Work item
Reproduce the line that holds "One point for each instance of the blue" together with all the lines after it up to the end of the entries.

Data listing
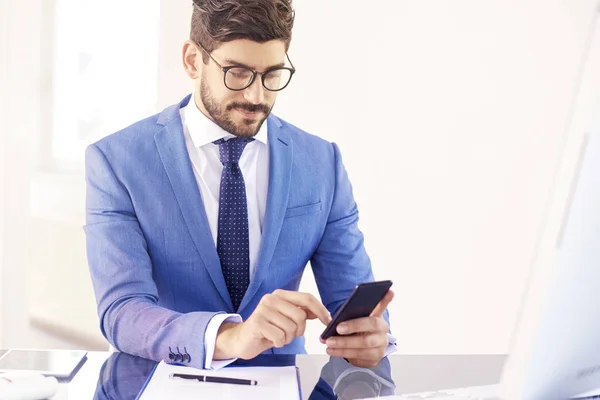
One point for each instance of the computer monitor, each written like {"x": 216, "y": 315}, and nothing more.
{"x": 555, "y": 349}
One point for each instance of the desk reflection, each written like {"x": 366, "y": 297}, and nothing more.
{"x": 123, "y": 376}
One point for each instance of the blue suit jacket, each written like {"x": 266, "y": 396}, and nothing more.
{"x": 154, "y": 267}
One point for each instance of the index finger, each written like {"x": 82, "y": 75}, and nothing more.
{"x": 307, "y": 301}
{"x": 382, "y": 306}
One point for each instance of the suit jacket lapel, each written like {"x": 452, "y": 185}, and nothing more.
{"x": 173, "y": 152}
{"x": 280, "y": 169}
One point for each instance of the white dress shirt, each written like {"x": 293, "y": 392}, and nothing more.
{"x": 200, "y": 132}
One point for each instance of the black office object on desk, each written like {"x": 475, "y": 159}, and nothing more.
{"x": 216, "y": 379}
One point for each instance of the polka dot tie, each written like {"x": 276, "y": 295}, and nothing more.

Final answer
One point for each instance of the blue suit jacket, each written like {"x": 266, "y": 396}, and nothing more.
{"x": 154, "y": 267}
One point for each instance of the index finger, each written like {"x": 82, "y": 75}, and nothing more.
{"x": 307, "y": 301}
{"x": 382, "y": 306}
One point for each instance of the suit jacket lapel, each written like {"x": 452, "y": 185}, and nothing more.
{"x": 173, "y": 152}
{"x": 280, "y": 169}
One point for each instance of the white dress shirt, each written like {"x": 293, "y": 392}, and nothing more.
{"x": 200, "y": 132}
One point for each instance of the black office object on desk, each written like {"x": 475, "y": 159}, and nothing more.
{"x": 216, "y": 379}
One point for each instance of the polka dot tie, each written like {"x": 276, "y": 295}, and nothing more.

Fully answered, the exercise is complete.